- EXERCISE PROMPT
Reprint every entry, character for character.

Start of EXTRACTED INFORMATION

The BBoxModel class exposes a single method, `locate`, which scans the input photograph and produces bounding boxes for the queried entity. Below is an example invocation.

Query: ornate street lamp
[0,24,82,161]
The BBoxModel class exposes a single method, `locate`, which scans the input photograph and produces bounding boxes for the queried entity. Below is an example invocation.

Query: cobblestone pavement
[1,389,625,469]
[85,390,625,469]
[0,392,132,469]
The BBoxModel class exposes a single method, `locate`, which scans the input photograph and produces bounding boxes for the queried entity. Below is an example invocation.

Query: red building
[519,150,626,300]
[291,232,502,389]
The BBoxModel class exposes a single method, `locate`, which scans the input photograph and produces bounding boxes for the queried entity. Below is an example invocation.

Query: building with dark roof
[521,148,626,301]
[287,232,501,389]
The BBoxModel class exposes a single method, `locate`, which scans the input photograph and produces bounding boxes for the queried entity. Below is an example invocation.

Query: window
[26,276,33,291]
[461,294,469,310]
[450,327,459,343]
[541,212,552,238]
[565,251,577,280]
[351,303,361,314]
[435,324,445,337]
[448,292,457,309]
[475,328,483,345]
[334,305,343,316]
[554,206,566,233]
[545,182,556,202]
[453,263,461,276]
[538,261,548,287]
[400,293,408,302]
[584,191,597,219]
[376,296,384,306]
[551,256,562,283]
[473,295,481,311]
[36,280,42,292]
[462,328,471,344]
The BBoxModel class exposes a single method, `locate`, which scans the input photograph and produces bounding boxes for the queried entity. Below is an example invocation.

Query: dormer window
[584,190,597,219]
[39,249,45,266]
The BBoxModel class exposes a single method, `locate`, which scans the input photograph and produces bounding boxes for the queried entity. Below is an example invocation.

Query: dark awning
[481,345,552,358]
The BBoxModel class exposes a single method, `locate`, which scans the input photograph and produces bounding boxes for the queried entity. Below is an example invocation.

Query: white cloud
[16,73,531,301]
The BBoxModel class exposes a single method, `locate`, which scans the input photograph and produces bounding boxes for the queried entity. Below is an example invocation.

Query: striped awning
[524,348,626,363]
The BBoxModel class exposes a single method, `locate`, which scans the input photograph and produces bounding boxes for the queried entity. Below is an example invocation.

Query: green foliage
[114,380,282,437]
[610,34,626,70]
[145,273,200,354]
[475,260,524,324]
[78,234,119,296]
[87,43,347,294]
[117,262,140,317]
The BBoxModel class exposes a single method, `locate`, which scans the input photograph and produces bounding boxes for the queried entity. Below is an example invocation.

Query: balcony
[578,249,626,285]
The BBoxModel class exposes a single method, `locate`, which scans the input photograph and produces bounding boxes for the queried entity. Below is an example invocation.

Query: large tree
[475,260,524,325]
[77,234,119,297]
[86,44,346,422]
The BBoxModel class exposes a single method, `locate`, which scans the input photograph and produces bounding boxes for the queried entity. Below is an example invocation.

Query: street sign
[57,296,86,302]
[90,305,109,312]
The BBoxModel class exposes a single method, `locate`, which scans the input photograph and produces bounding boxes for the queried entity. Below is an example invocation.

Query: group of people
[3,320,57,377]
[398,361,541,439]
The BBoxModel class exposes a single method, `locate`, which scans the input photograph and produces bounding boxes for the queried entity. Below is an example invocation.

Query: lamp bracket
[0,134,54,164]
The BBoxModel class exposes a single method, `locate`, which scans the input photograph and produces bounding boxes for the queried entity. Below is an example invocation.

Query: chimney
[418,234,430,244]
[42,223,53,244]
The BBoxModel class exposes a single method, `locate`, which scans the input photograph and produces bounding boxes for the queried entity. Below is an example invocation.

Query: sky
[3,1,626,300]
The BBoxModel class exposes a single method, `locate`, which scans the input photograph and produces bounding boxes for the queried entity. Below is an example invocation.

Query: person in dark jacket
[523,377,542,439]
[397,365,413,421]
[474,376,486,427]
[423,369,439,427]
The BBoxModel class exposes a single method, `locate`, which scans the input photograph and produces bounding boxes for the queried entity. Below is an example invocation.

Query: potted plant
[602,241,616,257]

End of EXTRACTED INFORMATION

- SOLUTION TO THIS EXERCISE
The BBoxModel class exposes a single method, `locate`, which scans the input photograph and produces bounding boxes for the queried entity. Below is an example invocation.

Query: ornate street lamp
[0,24,82,161]
The BBoxModel class exposes a single method, `locate`, which scans the input photograph and produces bounding boxes for the queried entity. Below is an example invocation.

Query: cobblestone pavement
[1,389,625,469]
[85,390,625,469]
[0,392,132,469]
The BBoxModel class exposes a single method, `locate`, which scans the input photograph and produces bounding boxes for the queried entity. Below is an example invocation.

Query: red building
[519,150,626,300]
[291,232,502,389]
The BBoxModel class exposes a single method, `locate`, which scans the input photograph and produces bounding boxes for the queried entity. Below is an example invocation.

Query: building with dark roof
[521,148,626,301]
[287,232,501,389]
The BBoxModel class exposes a single method, `locate`, which scans the input photograph and produces bounding boxes for the queried entity. Below is an example invocation.

Query: window
[26,276,33,291]
[461,294,469,310]
[450,327,459,343]
[541,212,552,238]
[565,251,577,280]
[351,303,361,314]
[435,324,445,337]
[448,292,457,309]
[475,328,483,345]
[334,305,343,316]
[554,206,566,233]
[545,182,556,202]
[453,263,461,276]
[538,261,548,287]
[400,293,408,302]
[584,191,597,219]
[376,296,384,306]
[551,256,562,283]
[473,295,481,311]
[36,280,42,292]
[462,328,471,344]
The BBoxModel class exposes a single method, `locate`, which scans the input photograph and produces bounding boxes for the queried entity. Below is an example invocation.

Query: dormer window
[584,190,597,219]
[39,249,45,266]
The BBoxModel class exposes a single method, `locate`, which scans the input photograph and produces bounding boxes for the queried entity. Below is an example invocation.

Query: dark awning
[481,345,552,358]
The BBoxModel class exposes a single method, `locate`, which scans the input photograph and produces bounding boxes for the queried entity. Below is an example invocation.

Query: white cloud
[16,73,531,301]
The BBoxModel class exposes a single method, `locate`, which scans the input photograph and produces bounding boxes for the queried entity. Below is an example invocation.

Query: striped awning
[524,348,626,363]
The BBoxModel class exposes a single method, `locate`, which scans the input photograph and produces bounding boxes for the queried entity. Below is an example invocation.

Query: green foliage
[114,380,282,437]
[610,34,626,70]
[145,273,200,354]
[475,260,524,324]
[78,234,119,296]
[87,43,347,294]
[117,262,140,317]
The BBoxModel class exposes a single method, `locate`, which scans the input photograph and produces bounding boxes for the queried entity. Below is an example invocation.

Query: balcony
[578,249,626,285]
The BBoxModel class exposes a single method, `locate`, which scans the input photograph and produces bounding boxes for the queried entity. Below is an example invocation.

Query: large tree
[475,260,524,325]
[77,234,119,297]
[86,44,346,422]
The BBoxModel class exposes a single method, `locate`, which scans the input photograph and produces bounding boxes for the queried entity. Below is an example invocation.

Query: street sign
[57,296,86,302]
[90,305,109,312]
The BBoxModel class exposes a single method, `locate`, which scans the input photograph and produces bounding boxes for the queried entity. Below is an example invocation.

Query: group of people
[3,320,57,377]
[398,361,541,439]
The BBoxModel class exposes a single method, `locate`, which scans the input photograph and produces bounding boxes for the queried entity. Below is an example invocation.

Query: lamp bracket
[0,134,54,164]
The BBoxModel class exposes a single method, `locate`, which scans the input photograph and produces bounding boxes for the queried entity. Below is an example invocation.

Query: chimney
[418,234,430,244]
[42,223,53,244]
The BBoxModel class exposes a single method, `locate`, which scans the input photograph and produces bounding boxes for the queried entity. Below is an example invocation.

Query: sky
[3,1,626,300]
The BBoxModel class exposes a single method, `locate`, which scans the input photograph and produces bounding boxes for the queried entity. Below is an example invocation.

Query: person in dark jacket
[523,377,542,439]
[397,365,413,421]
[474,376,486,427]
[423,369,439,427]
The BBoxModel class exposes a single method, `locate`, which scans the input photograph and produces bounding boxes for the queried entity. Below is an example invocation.

Query: potted plant
[602,241,616,257]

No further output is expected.